### EXERCISE DIRECTIONS
Copy out the part of the material that opens with the line containing "Identify every instance of the stone" and closes with the line containing "x=187 y=150", keeping the pictures out of your answer.

### RECORDED INFORMATION

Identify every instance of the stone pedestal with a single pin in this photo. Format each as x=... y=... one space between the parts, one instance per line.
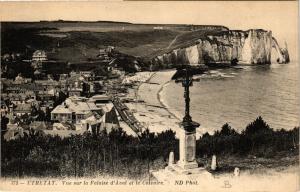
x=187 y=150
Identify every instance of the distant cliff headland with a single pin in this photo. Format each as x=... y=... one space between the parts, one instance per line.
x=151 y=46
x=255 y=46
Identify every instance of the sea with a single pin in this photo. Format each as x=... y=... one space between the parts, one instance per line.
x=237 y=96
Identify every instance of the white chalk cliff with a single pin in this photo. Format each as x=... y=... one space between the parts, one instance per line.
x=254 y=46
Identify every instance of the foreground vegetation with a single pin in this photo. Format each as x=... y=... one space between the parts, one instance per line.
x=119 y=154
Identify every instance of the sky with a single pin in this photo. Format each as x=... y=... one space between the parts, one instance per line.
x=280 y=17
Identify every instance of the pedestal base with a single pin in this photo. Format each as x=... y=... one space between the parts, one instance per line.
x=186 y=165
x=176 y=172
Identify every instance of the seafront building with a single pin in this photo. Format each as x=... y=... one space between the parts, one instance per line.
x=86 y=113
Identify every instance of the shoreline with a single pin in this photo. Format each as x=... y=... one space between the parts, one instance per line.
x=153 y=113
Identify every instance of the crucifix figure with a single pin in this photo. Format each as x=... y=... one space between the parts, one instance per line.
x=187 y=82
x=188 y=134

--

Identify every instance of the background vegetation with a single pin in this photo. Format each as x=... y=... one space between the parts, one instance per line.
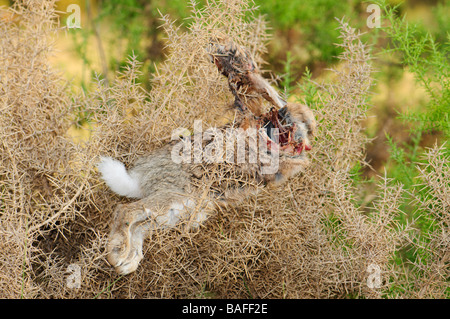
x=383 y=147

...

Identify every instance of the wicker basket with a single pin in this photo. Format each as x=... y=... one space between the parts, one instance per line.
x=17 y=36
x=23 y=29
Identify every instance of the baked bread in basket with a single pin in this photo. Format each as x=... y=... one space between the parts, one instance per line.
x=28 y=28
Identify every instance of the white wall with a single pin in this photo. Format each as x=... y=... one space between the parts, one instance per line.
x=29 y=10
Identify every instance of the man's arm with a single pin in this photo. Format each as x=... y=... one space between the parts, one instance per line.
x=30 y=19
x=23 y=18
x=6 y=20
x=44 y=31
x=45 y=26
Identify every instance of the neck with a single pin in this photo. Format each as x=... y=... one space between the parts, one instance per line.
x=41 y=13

### TASK RESPONSE
Identify every instance of the stone pedestal with a single pin in this photo. Format each as x=... y=... one space between the parts, one instance per line.
x=187 y=150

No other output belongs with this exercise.